**Prompt:**
Could you output every record below exactly as it appears?

**Record excerpts:**
- - - -
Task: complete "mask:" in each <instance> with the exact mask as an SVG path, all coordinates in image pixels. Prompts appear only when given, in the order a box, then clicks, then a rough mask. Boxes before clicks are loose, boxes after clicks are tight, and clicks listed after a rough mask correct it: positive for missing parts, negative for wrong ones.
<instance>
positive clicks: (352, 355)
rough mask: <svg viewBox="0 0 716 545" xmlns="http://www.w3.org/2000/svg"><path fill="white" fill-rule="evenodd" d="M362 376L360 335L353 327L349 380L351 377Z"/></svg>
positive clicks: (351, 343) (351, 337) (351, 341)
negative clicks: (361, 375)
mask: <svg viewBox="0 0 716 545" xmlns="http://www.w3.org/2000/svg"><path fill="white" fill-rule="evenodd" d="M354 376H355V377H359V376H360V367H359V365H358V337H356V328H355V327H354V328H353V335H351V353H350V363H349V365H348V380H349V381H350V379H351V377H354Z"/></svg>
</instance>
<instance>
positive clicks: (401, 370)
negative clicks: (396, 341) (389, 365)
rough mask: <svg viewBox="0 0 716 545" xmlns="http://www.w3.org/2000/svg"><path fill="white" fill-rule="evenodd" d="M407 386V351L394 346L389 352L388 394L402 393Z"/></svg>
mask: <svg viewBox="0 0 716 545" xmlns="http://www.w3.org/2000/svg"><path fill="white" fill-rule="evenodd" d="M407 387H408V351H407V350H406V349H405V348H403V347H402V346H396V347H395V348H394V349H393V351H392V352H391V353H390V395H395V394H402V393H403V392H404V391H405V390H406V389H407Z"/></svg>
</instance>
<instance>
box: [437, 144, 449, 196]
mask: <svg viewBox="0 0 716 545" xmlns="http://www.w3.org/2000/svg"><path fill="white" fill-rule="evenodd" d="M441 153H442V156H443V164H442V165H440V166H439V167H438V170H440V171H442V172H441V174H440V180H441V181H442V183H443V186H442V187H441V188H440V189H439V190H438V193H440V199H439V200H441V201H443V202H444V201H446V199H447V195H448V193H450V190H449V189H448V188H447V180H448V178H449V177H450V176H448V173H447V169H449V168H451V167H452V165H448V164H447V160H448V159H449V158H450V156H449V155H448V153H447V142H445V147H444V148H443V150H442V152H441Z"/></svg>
- - - -
**The completed task:**
Task: complete "mask:" in each <instance> with the exact mask as an SVG path, all coordinates in image pixels. Prompts appear only when given, in the order a box, then clicks, then a rough mask. Boxes before clicks are loose, boxes after clicks are tight, and clicks listed after a rough mask correct it: positive for missing parts, negative for wrong ones.
<instance>
positive clicks: (352, 355)
rough mask: <svg viewBox="0 0 716 545" xmlns="http://www.w3.org/2000/svg"><path fill="white" fill-rule="evenodd" d="M362 376L360 335L353 327L349 380L351 377Z"/></svg>
positive clicks: (351, 343) (351, 337) (351, 341)
negative clicks: (361, 375)
mask: <svg viewBox="0 0 716 545" xmlns="http://www.w3.org/2000/svg"><path fill="white" fill-rule="evenodd" d="M354 376H355V377H359V376H360V367H359V365H358V337H356V328H355V327H354V328H353V335H351V353H350V363H349V365H348V380H349V381H350V379H351V377H354Z"/></svg>
</instance>
<instance>
positive clicks: (401, 370)
negative clicks: (396, 341) (389, 365)
rough mask: <svg viewBox="0 0 716 545" xmlns="http://www.w3.org/2000/svg"><path fill="white" fill-rule="evenodd" d="M407 386V351L394 346L389 352L388 394L402 393Z"/></svg>
mask: <svg viewBox="0 0 716 545" xmlns="http://www.w3.org/2000/svg"><path fill="white" fill-rule="evenodd" d="M407 387H408V351H407V350H406V349H405V348H403V347H402V346H396V347H395V348H394V349H393V351H392V352H391V353H390V395H395V394H402V393H403V392H404V391H405V390H406V389H407Z"/></svg>
</instance>
<instance>
box: [437, 144, 449, 196]
mask: <svg viewBox="0 0 716 545" xmlns="http://www.w3.org/2000/svg"><path fill="white" fill-rule="evenodd" d="M441 153H442V156H443V164H442V165H440V166H439V167H438V170H440V171H442V172H441V174H440V180H441V181H442V183H443V186H442V187H441V188H440V189H439V190H438V193H440V199H439V200H441V201H443V202H444V201H446V199H447V195H448V193H450V190H449V189H448V188H447V180H448V178H449V177H450V176H448V173H447V169H449V168H451V167H452V165H448V164H447V160H448V159H449V158H450V156H449V155H448V153H447V142H445V147H444V148H443V150H442V152H441Z"/></svg>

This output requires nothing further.